Rewrite the records below, changing every "pointer" to "locator" and keeping all other text as it stands.

══ Records shown ══

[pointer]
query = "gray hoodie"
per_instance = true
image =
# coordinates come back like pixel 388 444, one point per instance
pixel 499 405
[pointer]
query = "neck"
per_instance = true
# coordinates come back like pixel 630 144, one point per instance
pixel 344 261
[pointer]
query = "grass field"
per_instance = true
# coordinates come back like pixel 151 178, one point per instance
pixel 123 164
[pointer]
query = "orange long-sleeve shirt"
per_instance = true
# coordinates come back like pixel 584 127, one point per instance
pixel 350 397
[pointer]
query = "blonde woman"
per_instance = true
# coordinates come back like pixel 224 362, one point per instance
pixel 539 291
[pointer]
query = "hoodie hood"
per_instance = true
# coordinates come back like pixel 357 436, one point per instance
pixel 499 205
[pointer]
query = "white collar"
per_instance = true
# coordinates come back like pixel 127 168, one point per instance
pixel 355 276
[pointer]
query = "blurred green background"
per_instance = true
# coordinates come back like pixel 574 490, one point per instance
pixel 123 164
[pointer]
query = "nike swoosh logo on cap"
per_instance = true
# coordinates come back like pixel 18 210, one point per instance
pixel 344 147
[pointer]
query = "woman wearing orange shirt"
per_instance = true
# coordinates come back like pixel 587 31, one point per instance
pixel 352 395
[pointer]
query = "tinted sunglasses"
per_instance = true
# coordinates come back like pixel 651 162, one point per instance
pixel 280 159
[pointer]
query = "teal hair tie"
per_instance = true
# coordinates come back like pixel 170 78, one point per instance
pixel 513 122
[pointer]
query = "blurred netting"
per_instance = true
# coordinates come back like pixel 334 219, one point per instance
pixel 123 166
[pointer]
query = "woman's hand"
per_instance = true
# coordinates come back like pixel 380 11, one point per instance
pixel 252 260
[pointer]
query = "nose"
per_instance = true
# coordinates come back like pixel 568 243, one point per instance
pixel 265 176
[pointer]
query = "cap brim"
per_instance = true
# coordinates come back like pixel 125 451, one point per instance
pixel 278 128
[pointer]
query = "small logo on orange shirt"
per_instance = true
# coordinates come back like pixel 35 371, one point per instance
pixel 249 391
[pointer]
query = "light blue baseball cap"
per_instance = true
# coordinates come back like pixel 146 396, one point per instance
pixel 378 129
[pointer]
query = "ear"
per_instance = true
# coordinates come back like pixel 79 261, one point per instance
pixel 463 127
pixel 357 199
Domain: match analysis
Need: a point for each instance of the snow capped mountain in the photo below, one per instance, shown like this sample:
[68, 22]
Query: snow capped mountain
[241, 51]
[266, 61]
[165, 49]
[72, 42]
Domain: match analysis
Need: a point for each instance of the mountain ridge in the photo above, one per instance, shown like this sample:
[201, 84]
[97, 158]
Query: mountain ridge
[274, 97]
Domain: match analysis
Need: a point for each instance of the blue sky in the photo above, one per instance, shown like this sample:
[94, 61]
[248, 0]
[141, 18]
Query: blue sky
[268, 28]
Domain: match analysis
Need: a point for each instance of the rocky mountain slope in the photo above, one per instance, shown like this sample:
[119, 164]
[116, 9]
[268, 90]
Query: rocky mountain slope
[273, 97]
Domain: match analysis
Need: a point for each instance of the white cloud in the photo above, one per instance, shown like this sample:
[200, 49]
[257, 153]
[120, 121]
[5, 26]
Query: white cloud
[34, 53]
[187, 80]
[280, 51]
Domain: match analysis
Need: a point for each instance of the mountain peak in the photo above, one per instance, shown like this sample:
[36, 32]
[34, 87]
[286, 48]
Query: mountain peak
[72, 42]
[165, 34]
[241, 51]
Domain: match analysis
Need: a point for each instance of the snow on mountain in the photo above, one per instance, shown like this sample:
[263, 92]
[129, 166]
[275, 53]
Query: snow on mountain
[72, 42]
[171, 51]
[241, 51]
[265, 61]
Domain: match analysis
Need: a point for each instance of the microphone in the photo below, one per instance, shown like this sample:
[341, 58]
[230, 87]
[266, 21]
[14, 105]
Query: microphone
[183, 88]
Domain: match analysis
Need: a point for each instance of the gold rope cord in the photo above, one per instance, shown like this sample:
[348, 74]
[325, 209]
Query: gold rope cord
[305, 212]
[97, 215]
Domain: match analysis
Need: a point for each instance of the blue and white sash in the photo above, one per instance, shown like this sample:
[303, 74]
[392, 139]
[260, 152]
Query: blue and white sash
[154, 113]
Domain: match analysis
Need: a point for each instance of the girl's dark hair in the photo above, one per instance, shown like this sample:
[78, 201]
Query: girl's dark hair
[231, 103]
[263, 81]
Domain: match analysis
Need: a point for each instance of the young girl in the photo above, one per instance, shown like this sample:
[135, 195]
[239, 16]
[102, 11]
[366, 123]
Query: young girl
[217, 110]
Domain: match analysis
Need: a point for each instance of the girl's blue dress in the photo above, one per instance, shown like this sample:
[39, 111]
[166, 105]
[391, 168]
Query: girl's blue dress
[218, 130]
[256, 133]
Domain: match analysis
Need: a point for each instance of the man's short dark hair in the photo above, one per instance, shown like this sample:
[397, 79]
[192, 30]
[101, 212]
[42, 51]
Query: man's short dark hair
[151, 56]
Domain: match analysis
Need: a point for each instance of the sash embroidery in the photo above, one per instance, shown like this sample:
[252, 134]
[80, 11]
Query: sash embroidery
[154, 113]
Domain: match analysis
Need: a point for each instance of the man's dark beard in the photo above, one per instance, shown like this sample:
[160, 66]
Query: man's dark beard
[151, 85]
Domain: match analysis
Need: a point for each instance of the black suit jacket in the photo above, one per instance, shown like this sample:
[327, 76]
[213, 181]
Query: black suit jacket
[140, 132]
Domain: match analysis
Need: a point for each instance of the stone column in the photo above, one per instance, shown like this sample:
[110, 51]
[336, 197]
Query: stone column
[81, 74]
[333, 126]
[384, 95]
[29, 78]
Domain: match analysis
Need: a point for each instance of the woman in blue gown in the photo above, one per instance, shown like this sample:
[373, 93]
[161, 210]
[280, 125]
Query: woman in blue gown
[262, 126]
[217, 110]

═══

→ **Solution below**
[locator]
query = "gray hoodie"
per_instance = true
image =
# coordinates come back like pixel 388 444, one point per instance
pixel 499 405
[locator]
query = "neck"
per_instance = true
# coordinates come back like pixel 630 144, one point per instance
pixel 344 261
[locator]
query = "grass field"
per_instance = true
# coordinates come back like pixel 151 178, one point per instance
pixel 123 164
[locator]
query = "orange long-sleeve shirt"
per_instance = true
# coordinates come back like pixel 584 127, one point per instance
pixel 350 397
[locator]
query = "blonde woman"
per_instance = true
# coordinates come back like pixel 224 362, one point per instance
pixel 539 291
[locator]
query = "hoodie hood"
per_instance = true
# coordinates come back like pixel 357 436, one point per instance
pixel 499 205
[locator]
query = "white collar"
per_instance = true
# coordinates come back like pixel 127 168, one point per instance
pixel 355 276
[locator]
query = "blurred green background"
per_instance = true
# coordinates come back like pixel 574 490, one point per instance
pixel 123 164
[locator]
query = "nike swoosh logo on cap"
per_instance = true
# coordinates come back like pixel 18 210, one point per instance
pixel 344 147
[locator]
query = "woman wearing orange shirt"
per_instance = true
# coordinates come back like pixel 587 31, one point per instance
pixel 352 395
[locator]
query = "tinted sunglasses"
per_instance = true
# coordinates come back like pixel 651 162, one point per instance
pixel 280 159
[locator]
query = "teal hair tie"
per_instance = true
# coordinates come back like pixel 170 78, one point per instance
pixel 513 122
[locator]
query = "blurred netting"
per_instance = true
# coordinates come back like pixel 334 219, one point per instance
pixel 123 166
[locator]
query = "woman's hand"
per_instance = true
# coordinates come back like pixel 380 11, one point per instance
pixel 252 260
[locator]
query = "nose"
per_instance = true
# coordinates come back like pixel 568 243, one point per instance
pixel 265 176
[locator]
query = "cap brim"
per_instance = true
# coordinates come back like pixel 125 451, one point per instance
pixel 278 128
[locator]
query = "small logo on orange shirt"
per_instance = true
# coordinates come back like pixel 35 371, one point per instance
pixel 249 391
[locator]
query = "light blue baseball cap"
per_instance = true
# coordinates come back like pixel 146 396, one point per instance
pixel 378 129
[locator]
query = "ear"
per_instance = true
# coordinates come back like pixel 79 261, one point per instance
pixel 463 127
pixel 357 199
Domain: match analysis
Need: a point for each instance of the snow capped mountain in the photo below, one per instance, shown like this sample:
[68, 22]
Query: snow capped mountain
[241, 51]
[266, 61]
[165, 49]
[72, 42]
Domain: match analysis
Need: a point for each instance of the mountain ridge in the photo above, one per instance, shown like this sample:
[201, 84]
[97, 158]
Query: mountain ridge
[274, 97]
Domain: match analysis
Need: a point for each instance of the blue sky in the photo above, one per instance, shown like this sample:
[94, 61]
[248, 0]
[141, 18]
Query: blue sky
[268, 28]
Domain: match analysis
Need: a point for each instance of the rocky mountain slope in the photo above, one per instance, shown like this sample:
[119, 164]
[116, 9]
[268, 90]
Query: rocky mountain slope
[273, 97]
Domain: match analysis
Need: a point for each instance of the white cloud in the photo above, one per instance, shown like this sample:
[200, 49]
[257, 153]
[120, 121]
[5, 26]
Query: white cloud
[34, 53]
[187, 80]
[280, 51]
Domain: match analysis
Need: a point for each instance of the mountain peak in the photo above, one per instance, shown like this sample:
[36, 32]
[34, 87]
[286, 48]
Query: mountain peak
[72, 42]
[165, 34]
[241, 51]
Domain: match analysis
Need: a point for each instance of the snow on mountain in the photo above, one per instance, shown like this sample:
[263, 92]
[129, 166]
[275, 53]
Query: snow on mountain
[72, 42]
[171, 51]
[241, 51]
[265, 61]
Domain: match analysis
Need: a point for each instance of the microphone in the photo below, one per instance, shown like this sample:
[341, 58]
[230, 87]
[266, 21]
[14, 105]
Query: microphone
[183, 88]
Domain: match analysis
Need: a point for each instance of the gold rope cord in the photo above, one per instance, shown like this sample:
[348, 74]
[325, 209]
Query: gold rope cord
[305, 212]
[97, 215]
Domain: match analysis
Need: a point for each instance of the blue and white sash in the photo above, one per instance, shown like this sample:
[303, 74]
[392, 139]
[260, 152]
Query: blue and white sash
[154, 113]
Domain: match analysis
Need: a point for each instance of the girl's dark hair in the photo above, one per instance, shown like this sample:
[78, 201]
Query: girl's dark hair
[231, 103]
[263, 81]
Domain: match analysis
Need: a point for each instance of the young girl in the photo above, one per instance, shown like this sample:
[135, 195]
[239, 16]
[102, 11]
[366, 123]
Query: young girl
[217, 110]
Domain: match analysis
Need: a point for each instance of the girl's blue dress in the photo above, one per instance, shown like this sample:
[39, 111]
[166, 105]
[391, 168]
Query: girl's blue dress
[218, 130]
[256, 133]
Domain: match analysis
Need: a point for each instance of the man's short dark hair in the photo above, one per instance, shown like this sample:
[397, 79]
[192, 30]
[101, 212]
[42, 51]
Query: man's short dark hair
[151, 56]
Domain: match analysis
Need: a point for each instance of the sash embroidery in the photo above, one per instance, shown like this sample:
[252, 134]
[80, 11]
Query: sash embroidery
[154, 113]
Domain: match analysis
Need: a point for each instance of the man's dark beard in the photo above, one per instance, shown like this sample:
[160, 66]
Query: man's dark beard
[151, 85]
Domain: match analysis
Need: a point for each instance of the black suit jacket in the photo above, one per instance, shown like this sample:
[327, 76]
[213, 181]
Query: black suit jacket
[140, 132]
Domain: match analysis
Need: a point for each instance of the stone column in the photo above, one per instance, shown like this sample:
[110, 51]
[336, 197]
Query: stone column
[81, 74]
[333, 126]
[384, 95]
[29, 78]
Domain: match analysis
Need: a point for each instance of the woman in blue gown in the photo above, one per instance, shown like this sample:
[373, 93]
[161, 210]
[280, 125]
Query: woman in blue gown
[262, 126]
[217, 110]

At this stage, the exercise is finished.